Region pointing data
..............................

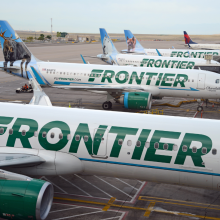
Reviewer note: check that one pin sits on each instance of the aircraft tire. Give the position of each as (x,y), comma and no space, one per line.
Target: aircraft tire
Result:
(106,105)
(199,108)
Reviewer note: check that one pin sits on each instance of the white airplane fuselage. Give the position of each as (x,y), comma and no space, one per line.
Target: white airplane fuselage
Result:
(160,82)
(203,46)
(182,53)
(175,150)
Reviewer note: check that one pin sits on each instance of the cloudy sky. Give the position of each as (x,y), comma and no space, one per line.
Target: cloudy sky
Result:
(140,16)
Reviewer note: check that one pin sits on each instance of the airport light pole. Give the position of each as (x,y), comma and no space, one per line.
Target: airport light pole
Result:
(51,31)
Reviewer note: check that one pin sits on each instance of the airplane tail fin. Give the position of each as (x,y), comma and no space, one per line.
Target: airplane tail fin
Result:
(12,46)
(132,43)
(107,44)
(188,40)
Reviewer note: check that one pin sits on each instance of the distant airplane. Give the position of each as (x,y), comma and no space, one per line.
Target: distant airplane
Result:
(112,56)
(133,87)
(184,53)
(46,140)
(193,45)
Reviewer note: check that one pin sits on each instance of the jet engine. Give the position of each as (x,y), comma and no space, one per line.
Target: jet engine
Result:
(22,197)
(136,100)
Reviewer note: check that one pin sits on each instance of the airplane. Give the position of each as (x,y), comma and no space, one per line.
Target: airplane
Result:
(45,140)
(112,56)
(135,47)
(193,45)
(133,87)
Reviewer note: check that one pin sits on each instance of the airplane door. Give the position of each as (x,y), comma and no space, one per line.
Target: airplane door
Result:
(100,139)
(201,81)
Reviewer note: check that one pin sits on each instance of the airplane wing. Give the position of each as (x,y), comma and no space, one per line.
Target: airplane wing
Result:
(19,160)
(108,88)
(101,87)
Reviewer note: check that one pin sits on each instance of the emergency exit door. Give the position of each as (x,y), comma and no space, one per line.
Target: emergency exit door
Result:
(99,147)
(201,81)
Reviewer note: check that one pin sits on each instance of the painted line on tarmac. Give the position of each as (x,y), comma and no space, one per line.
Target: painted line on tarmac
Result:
(148,210)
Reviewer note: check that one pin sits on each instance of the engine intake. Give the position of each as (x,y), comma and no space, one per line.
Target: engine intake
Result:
(22,197)
(136,100)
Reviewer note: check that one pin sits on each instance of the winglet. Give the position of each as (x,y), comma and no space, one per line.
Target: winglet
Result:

..............................

## EXERCISE DESCRIPTION
Please print the data above once more, exactly and without images.

## SOLUTION TO THE EXERCISE
Reviewer note: check that one pin sits on each instance of the aircraft tire. Give the position of each as (x,y), comma and no space, one per line.
Target: aircraft tire
Result:
(106,105)
(199,108)
Reviewer note: check that one pin sits on each instance of the white airplane fuselage. Give the position of each as (x,y), comma and no space, one per line.
Target: white airplane fuselage
Result:
(160,82)
(203,46)
(182,53)
(175,150)
Reviewer note: check that one pin sits on each instance of the cloudy sky. Give the position of each as (x,y), comma and no space, one per line.
Target: cloudy sky
Result:
(140,16)
Reviewer note: check that one pin sits on each instance of the airport light pole. Give the position of each as (x,y), comma and no space, one per line.
Target: airport light pole
Result:
(51,31)
Reviewer note: check that one pin sits on each instance of the airplane tail fin. Give the position of each as (x,y), comma and no space, one per line.
Target: airplane tail fin
Result:
(12,46)
(132,43)
(107,44)
(188,40)
Reviewer note: check that one pin sits on each instance of the distant airplane. Give the position of each as (x,y), comma and no space, one per line.
Target: distant airplane
Result:
(112,56)
(133,87)
(184,53)
(46,140)
(193,45)
Reviewer note: check that one pin sits on each instance of the jet engine. Give the position of each as (x,y), comma and no space, one per line.
Target: jet engine
Result:
(22,197)
(136,100)
Reviewer note: check that one pin sits on each instance of the airplane. Give the position of each as (x,y), comma and no space, one per line.
Target: airplane
Result:
(45,140)
(112,56)
(135,47)
(193,45)
(133,87)
Reviewer note: check that one pin sits on each instance of the airplane door. Give the position of each as (x,y), comma and no space, one per line.
Target: airplane door
Result:
(100,139)
(201,81)
Reviewer note: check that one pin sits on each instance of the airplane wing. Give the position of each as (x,y), comma and no space, one per line.
Target: airplane wing
Result:
(19,160)
(108,88)
(101,87)
Reviewer note: check that one pin sits on each instance of the emergency exit door. Give the position of each as (x,y), comma and no space, one per line.
Target: emergency exit door
Result:
(99,147)
(201,81)
Reviewer note: check that one pin sits on each instance of the painted line on tarmac. Give the position of each as (x,y), comma and no space, one per line.
Target: painted line on tarmac
Result:
(148,210)
Reviewer note: check that one pin sits on each instance of the engine intake. Give the position of each as (x,y), comma and no space, one per line.
Target: engine intake
Result:
(22,197)
(136,100)
Reviewer note: check that one pin sits on each instance of the winglet. Give the position of each as (x,y), comma and no space, one per line.
Target: winglet
Result:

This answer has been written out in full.